──────── Records ────────

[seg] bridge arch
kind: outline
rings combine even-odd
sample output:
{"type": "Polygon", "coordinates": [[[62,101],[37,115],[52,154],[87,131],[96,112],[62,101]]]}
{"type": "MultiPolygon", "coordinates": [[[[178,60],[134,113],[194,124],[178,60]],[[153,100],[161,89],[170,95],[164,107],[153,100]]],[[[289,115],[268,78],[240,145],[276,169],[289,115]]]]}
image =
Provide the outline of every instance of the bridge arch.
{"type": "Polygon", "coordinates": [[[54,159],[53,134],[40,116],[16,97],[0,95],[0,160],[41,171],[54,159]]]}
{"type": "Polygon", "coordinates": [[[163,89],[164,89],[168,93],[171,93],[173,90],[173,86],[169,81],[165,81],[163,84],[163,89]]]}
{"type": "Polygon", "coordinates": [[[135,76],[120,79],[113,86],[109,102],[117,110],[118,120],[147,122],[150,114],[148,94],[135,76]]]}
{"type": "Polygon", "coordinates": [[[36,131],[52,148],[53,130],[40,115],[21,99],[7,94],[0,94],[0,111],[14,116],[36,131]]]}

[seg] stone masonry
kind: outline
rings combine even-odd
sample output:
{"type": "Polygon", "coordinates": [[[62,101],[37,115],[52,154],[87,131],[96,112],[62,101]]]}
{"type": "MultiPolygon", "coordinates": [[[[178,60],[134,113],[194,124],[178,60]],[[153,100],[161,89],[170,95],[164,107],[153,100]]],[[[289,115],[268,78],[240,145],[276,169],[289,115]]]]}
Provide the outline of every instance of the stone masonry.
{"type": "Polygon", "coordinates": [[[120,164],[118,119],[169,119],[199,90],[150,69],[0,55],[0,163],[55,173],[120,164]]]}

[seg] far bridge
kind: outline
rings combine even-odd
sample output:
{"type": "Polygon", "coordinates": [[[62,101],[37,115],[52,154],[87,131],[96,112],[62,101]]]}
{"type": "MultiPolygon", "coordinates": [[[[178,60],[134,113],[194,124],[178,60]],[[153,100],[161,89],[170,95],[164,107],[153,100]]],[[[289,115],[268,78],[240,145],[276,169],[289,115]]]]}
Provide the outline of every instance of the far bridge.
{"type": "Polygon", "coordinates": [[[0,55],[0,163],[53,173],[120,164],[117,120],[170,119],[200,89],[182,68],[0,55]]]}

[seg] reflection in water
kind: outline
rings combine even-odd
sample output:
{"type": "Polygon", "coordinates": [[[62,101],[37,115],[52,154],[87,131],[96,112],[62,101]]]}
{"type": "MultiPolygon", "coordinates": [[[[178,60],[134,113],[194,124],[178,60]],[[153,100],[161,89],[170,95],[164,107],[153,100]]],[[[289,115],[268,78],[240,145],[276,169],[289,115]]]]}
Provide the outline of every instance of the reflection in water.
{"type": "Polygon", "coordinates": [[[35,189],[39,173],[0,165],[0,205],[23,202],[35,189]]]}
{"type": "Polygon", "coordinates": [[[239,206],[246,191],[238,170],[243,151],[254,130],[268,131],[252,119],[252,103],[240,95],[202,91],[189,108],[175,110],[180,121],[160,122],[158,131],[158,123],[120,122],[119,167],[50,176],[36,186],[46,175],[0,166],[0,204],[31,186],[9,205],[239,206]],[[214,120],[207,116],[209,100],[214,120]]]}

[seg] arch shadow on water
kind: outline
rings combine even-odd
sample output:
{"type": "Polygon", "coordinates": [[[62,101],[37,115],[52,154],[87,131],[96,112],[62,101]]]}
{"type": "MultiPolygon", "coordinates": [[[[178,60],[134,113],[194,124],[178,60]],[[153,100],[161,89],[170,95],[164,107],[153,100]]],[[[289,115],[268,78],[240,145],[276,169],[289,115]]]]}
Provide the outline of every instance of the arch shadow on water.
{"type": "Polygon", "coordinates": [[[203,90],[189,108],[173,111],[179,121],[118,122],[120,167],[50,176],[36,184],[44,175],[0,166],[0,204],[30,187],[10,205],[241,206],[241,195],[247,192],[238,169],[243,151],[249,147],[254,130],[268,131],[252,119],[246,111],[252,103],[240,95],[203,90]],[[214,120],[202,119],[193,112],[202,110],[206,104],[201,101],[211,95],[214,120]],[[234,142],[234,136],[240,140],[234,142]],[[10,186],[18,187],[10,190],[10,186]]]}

────────

**Task details:** Recast the lines from the line with "[seg] reflection in water" to the line with "Provide the outline of every instance of the reflection" as a numbered list, leaving out any blank lines.

**Worked answer:**
1. [seg] reflection in water
2. kind: outline
3. rings combine even-odd
4. sample output:
5. {"type": "Polygon", "coordinates": [[[62,101],[37,115],[52,154],[87,131],[96,112],[62,101]]]}
6. {"type": "MultiPolygon", "coordinates": [[[[178,60],[134,113],[194,124],[178,60]],[[153,100],[161,89],[170,95],[164,107],[153,100]]],[[[289,115],[268,78],[240,145],[276,169],[289,115]]]]}
7. Provide the outline of every instance of the reflection in water.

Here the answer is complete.